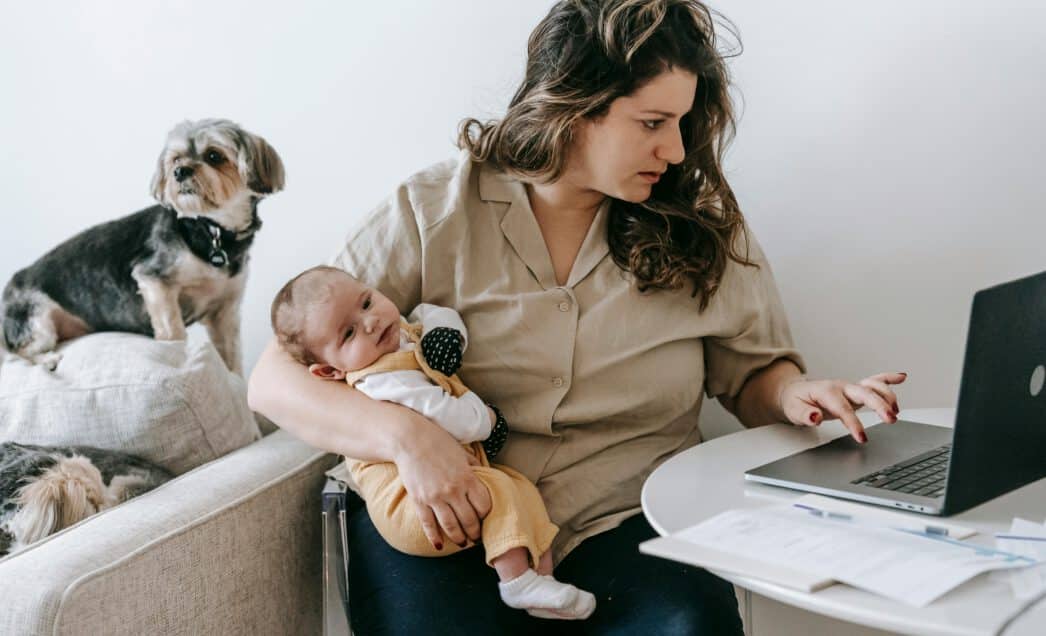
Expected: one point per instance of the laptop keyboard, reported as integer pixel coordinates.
(924, 475)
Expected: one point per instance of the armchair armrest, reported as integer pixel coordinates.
(233, 546)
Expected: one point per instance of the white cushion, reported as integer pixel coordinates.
(172, 403)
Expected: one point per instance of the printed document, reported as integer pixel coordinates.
(910, 567)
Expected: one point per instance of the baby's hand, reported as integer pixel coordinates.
(441, 348)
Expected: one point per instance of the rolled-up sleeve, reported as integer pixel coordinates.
(754, 330)
(385, 251)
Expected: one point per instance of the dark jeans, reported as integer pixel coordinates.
(394, 593)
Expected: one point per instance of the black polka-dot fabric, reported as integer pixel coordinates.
(441, 348)
(498, 436)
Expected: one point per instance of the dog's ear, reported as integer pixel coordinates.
(159, 184)
(259, 166)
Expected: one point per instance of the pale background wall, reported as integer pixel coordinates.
(888, 154)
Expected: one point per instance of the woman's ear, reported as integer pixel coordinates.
(325, 371)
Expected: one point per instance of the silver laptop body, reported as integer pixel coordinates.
(998, 444)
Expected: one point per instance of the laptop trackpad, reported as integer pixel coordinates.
(843, 460)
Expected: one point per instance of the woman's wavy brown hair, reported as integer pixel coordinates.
(581, 58)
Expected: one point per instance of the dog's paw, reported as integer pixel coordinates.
(49, 360)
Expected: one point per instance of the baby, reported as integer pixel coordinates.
(345, 331)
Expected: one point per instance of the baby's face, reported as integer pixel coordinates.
(355, 326)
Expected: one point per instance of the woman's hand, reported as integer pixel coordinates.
(811, 402)
(447, 495)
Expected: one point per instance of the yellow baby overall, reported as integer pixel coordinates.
(518, 517)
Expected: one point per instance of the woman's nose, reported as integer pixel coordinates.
(671, 146)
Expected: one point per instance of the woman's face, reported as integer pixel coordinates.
(623, 153)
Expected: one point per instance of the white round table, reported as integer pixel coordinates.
(708, 479)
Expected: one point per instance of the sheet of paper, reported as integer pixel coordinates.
(914, 569)
(1026, 582)
(887, 516)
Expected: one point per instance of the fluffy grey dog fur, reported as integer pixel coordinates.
(160, 269)
(44, 490)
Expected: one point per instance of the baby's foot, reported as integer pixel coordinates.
(546, 597)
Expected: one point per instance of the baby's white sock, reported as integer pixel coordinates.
(546, 597)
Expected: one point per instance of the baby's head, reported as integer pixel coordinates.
(333, 323)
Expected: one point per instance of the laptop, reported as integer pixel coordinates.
(999, 440)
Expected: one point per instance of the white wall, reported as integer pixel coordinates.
(888, 154)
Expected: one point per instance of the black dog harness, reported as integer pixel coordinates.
(214, 244)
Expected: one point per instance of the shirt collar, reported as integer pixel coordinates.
(520, 227)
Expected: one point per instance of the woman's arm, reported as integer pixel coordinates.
(779, 392)
(331, 415)
(325, 414)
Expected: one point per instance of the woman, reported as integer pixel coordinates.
(599, 259)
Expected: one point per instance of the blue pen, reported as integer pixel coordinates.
(1020, 538)
(933, 530)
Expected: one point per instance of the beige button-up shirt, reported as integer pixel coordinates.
(599, 383)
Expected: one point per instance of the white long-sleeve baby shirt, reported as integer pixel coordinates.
(467, 417)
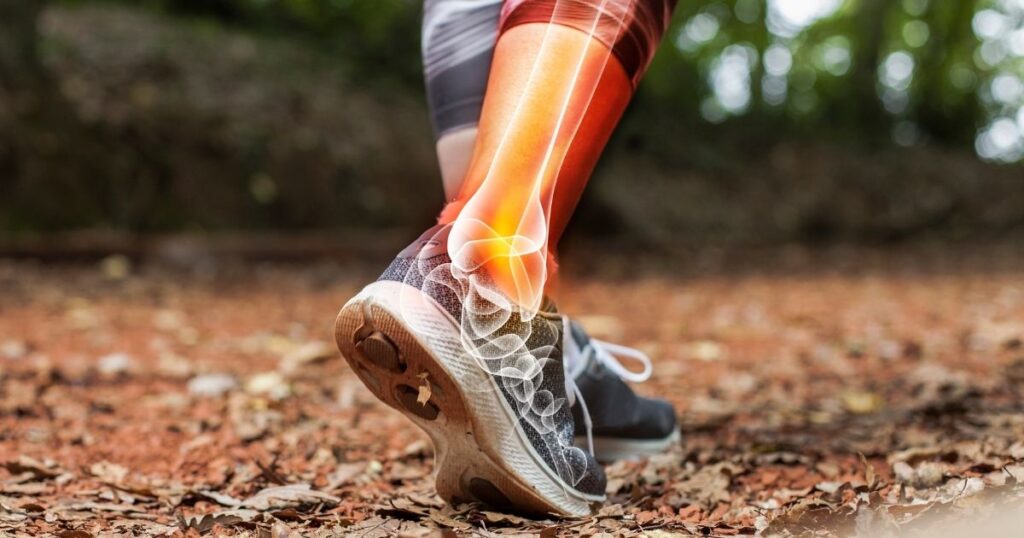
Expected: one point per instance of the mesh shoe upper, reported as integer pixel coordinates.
(524, 357)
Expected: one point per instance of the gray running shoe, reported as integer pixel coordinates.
(624, 424)
(483, 380)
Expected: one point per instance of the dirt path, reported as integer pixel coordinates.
(849, 391)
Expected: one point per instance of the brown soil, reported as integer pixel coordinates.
(837, 391)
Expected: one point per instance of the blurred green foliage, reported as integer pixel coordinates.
(758, 120)
(867, 71)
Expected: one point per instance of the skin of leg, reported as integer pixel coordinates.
(554, 96)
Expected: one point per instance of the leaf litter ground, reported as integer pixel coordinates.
(827, 392)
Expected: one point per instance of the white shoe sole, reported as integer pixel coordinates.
(614, 449)
(397, 339)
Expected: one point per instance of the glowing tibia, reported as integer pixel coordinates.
(504, 228)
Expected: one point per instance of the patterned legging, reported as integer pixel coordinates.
(459, 38)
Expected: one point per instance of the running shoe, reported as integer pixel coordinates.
(485, 381)
(623, 425)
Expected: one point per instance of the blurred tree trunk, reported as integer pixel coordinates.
(48, 156)
(867, 56)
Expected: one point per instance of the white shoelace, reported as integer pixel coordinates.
(608, 355)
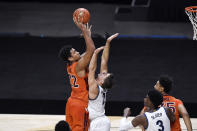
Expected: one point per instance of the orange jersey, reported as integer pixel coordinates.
(79, 84)
(172, 103)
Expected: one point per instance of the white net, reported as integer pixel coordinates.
(192, 13)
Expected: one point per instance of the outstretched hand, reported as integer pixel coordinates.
(112, 37)
(85, 28)
(127, 112)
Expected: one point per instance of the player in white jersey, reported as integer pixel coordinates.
(157, 119)
(98, 89)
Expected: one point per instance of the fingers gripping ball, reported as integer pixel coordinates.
(81, 15)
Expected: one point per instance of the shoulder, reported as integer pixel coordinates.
(178, 101)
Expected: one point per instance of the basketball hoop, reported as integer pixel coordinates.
(192, 13)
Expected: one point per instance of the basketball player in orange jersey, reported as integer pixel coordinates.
(164, 85)
(76, 107)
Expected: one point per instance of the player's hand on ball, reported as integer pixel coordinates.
(127, 112)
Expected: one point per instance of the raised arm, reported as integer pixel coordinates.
(185, 115)
(105, 55)
(86, 57)
(93, 90)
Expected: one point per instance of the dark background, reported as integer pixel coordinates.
(32, 72)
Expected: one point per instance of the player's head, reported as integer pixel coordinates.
(62, 126)
(106, 80)
(153, 99)
(69, 54)
(164, 84)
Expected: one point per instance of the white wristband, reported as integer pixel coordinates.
(125, 125)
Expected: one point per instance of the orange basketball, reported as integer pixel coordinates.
(82, 15)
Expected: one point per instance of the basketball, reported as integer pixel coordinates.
(82, 15)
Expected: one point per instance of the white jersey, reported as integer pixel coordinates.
(96, 107)
(158, 120)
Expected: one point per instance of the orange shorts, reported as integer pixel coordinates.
(77, 115)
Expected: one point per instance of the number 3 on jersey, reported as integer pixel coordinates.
(73, 81)
(160, 124)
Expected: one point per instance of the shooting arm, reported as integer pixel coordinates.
(86, 57)
(91, 77)
(105, 55)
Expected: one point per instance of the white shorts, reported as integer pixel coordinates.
(100, 124)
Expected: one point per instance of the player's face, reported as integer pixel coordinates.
(147, 101)
(102, 76)
(74, 54)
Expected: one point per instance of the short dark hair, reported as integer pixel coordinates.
(166, 82)
(108, 82)
(64, 53)
(155, 97)
(62, 126)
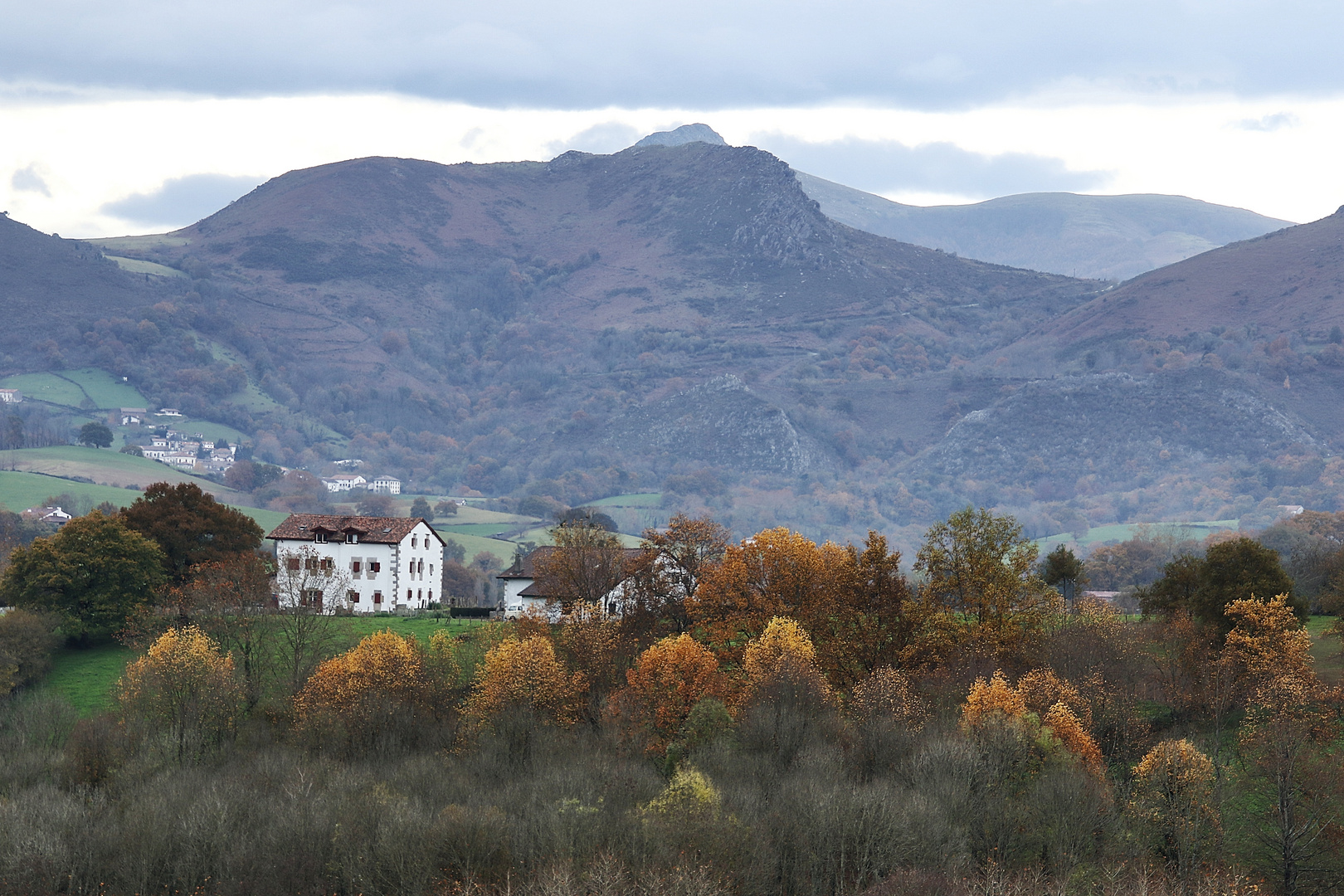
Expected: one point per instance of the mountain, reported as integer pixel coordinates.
(686, 319)
(1098, 236)
(683, 134)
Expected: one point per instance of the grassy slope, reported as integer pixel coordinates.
(88, 677)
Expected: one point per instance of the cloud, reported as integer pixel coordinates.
(606, 137)
(1269, 123)
(696, 54)
(182, 201)
(28, 180)
(888, 167)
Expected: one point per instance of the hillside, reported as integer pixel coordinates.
(1098, 236)
(684, 320)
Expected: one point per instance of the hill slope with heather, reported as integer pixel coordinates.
(1099, 236)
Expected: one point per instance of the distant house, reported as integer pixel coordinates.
(46, 514)
(344, 483)
(522, 589)
(358, 563)
(386, 485)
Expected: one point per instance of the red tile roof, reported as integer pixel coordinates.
(373, 529)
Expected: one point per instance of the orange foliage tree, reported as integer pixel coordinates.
(526, 674)
(184, 689)
(665, 685)
(1174, 798)
(381, 687)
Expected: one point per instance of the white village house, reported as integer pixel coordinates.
(358, 563)
(523, 592)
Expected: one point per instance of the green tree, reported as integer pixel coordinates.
(1241, 570)
(95, 436)
(191, 527)
(93, 574)
(983, 566)
(1064, 571)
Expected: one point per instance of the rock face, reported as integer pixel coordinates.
(719, 423)
(1108, 429)
(683, 134)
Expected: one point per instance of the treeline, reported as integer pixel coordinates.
(767, 716)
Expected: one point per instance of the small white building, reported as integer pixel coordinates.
(344, 483)
(47, 514)
(523, 592)
(358, 563)
(386, 485)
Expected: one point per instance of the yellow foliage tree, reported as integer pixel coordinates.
(782, 659)
(1070, 733)
(1268, 640)
(1174, 800)
(526, 674)
(988, 699)
(379, 687)
(183, 688)
(665, 685)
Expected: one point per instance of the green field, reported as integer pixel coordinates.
(641, 500)
(86, 677)
(73, 388)
(1125, 531)
(136, 266)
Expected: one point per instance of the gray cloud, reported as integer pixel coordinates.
(882, 167)
(182, 201)
(1269, 123)
(606, 137)
(28, 180)
(694, 54)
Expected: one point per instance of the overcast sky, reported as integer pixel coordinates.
(141, 116)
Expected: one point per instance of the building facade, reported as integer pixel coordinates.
(358, 563)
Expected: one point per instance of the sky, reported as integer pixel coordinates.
(129, 117)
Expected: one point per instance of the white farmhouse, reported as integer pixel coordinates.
(359, 563)
(523, 592)
(386, 485)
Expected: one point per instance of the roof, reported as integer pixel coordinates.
(373, 529)
(524, 568)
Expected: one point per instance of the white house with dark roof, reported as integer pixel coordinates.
(358, 563)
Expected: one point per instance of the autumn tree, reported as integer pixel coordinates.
(1172, 804)
(378, 691)
(526, 676)
(983, 566)
(95, 574)
(667, 681)
(231, 601)
(776, 572)
(190, 525)
(668, 572)
(184, 689)
(587, 563)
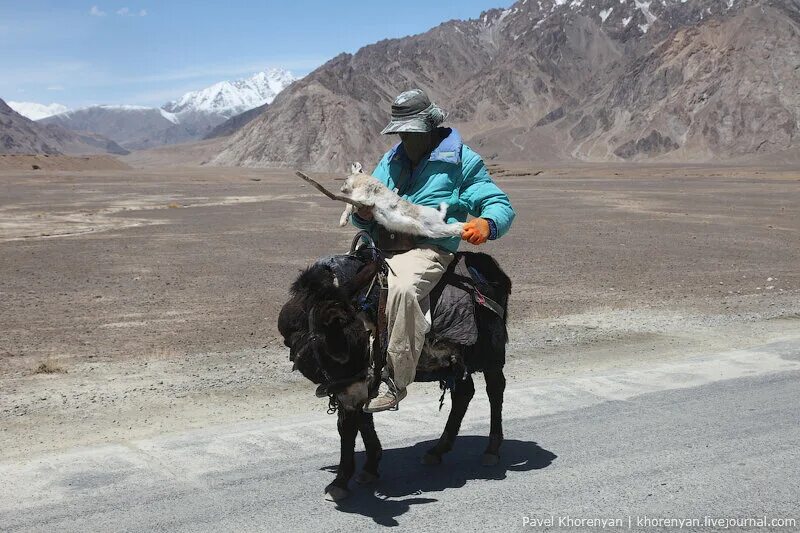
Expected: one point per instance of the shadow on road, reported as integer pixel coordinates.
(402, 475)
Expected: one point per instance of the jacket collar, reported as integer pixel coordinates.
(448, 151)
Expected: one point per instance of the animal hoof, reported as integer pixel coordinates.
(431, 459)
(335, 494)
(489, 459)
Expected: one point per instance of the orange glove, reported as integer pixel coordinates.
(476, 231)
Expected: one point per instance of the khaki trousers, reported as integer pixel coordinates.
(416, 272)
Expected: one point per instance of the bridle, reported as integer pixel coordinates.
(375, 353)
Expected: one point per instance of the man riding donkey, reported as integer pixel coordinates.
(430, 165)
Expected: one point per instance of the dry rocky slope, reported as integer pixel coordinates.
(20, 135)
(611, 80)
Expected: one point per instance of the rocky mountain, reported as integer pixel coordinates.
(606, 80)
(36, 111)
(230, 98)
(133, 127)
(235, 123)
(191, 117)
(20, 135)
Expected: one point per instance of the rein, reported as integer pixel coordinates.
(377, 356)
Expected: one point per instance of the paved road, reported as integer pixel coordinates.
(710, 436)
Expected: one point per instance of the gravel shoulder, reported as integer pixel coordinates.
(140, 302)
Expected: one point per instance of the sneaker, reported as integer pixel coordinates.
(386, 399)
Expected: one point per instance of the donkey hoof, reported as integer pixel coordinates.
(365, 478)
(335, 494)
(431, 459)
(490, 459)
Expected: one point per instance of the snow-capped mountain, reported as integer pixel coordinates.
(229, 98)
(35, 111)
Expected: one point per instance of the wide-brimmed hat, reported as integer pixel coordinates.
(413, 112)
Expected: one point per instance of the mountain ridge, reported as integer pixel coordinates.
(610, 80)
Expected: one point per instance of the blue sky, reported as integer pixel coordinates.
(147, 52)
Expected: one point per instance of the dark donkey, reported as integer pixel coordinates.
(324, 322)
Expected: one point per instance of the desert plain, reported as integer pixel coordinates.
(142, 299)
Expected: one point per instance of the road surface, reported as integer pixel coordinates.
(713, 436)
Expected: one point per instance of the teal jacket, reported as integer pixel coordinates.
(452, 173)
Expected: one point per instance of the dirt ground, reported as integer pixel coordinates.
(145, 300)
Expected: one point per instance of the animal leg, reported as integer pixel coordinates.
(347, 423)
(373, 448)
(495, 387)
(462, 393)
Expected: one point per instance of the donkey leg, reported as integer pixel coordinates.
(373, 449)
(495, 387)
(348, 430)
(462, 393)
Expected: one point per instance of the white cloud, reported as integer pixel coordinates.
(126, 12)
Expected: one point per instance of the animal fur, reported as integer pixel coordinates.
(393, 212)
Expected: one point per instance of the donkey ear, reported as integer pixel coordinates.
(362, 278)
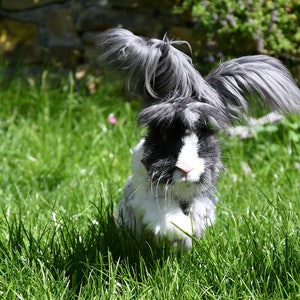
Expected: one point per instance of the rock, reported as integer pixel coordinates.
(98, 19)
(19, 40)
(60, 30)
(25, 4)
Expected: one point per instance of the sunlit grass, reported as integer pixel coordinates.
(62, 169)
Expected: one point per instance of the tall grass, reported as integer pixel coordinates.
(62, 169)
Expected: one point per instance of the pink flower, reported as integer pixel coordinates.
(111, 119)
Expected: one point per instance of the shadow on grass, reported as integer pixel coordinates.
(68, 250)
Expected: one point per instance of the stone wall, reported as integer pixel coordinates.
(62, 32)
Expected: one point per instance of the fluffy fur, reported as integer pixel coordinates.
(171, 193)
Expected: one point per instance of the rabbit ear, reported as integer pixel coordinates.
(191, 115)
(239, 79)
(155, 69)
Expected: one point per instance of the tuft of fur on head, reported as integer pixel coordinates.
(160, 73)
(155, 68)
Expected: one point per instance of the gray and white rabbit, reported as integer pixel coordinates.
(171, 193)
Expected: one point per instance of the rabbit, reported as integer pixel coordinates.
(171, 195)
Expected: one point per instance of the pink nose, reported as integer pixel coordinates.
(184, 170)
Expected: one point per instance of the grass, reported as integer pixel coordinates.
(62, 169)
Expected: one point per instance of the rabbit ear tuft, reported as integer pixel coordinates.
(255, 77)
(191, 114)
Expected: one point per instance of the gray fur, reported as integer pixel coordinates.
(261, 76)
(160, 73)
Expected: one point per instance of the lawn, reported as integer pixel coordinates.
(62, 169)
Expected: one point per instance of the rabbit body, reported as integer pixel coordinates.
(171, 193)
(173, 213)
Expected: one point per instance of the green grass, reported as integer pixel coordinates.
(62, 169)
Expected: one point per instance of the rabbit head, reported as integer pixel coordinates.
(180, 146)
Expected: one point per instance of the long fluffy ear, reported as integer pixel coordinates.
(155, 69)
(257, 76)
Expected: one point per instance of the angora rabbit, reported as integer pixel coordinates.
(171, 193)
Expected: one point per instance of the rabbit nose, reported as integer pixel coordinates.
(185, 170)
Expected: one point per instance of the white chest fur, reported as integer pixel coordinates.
(156, 208)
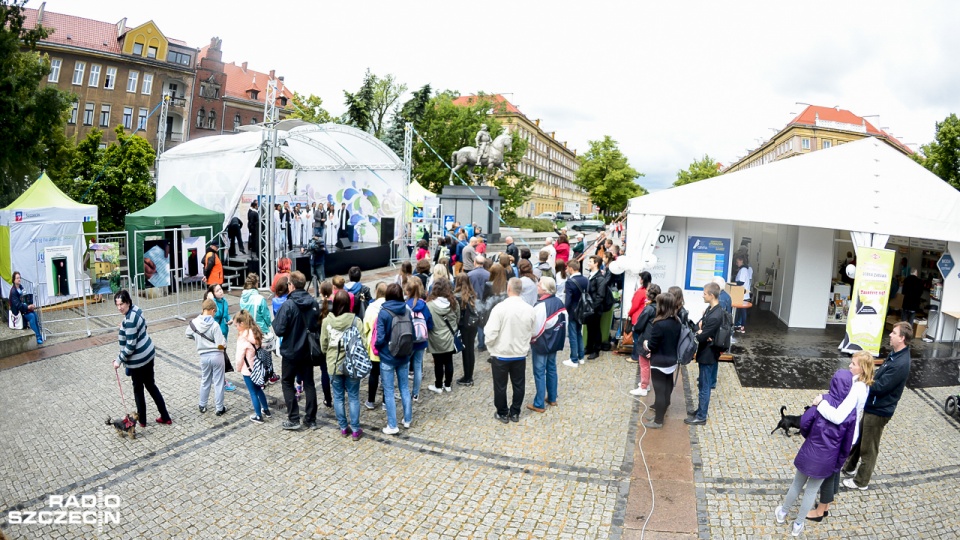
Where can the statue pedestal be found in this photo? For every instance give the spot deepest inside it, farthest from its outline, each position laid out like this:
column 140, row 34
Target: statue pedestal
column 472, row 204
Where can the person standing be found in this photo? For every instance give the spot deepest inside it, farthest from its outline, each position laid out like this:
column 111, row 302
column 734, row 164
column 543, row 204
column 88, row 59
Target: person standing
column 136, row 355
column 298, row 315
column 508, row 334
column 707, row 354
column 549, row 329
column 576, row 286
column 885, row 393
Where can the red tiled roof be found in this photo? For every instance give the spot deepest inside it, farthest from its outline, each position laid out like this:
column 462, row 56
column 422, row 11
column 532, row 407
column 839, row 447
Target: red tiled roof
column 496, row 98
column 240, row 80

TASK STATEMENT:
From the material above, return every line that contains "found".

ANSWER SPACE:
Where can the statue pedestal be found in this photo? For every instance give the spot deepest inside it, farthest from its outline, each position laid out like this:
Where can the person standing be found in this photo? For every instance give the spot deepest inside it, farthest from its outline, each position laid out like this:
Where can the red tiled roof be found in this photo? For every instance give the spot deepest inside it, farthest from its outline, each position laid out like this:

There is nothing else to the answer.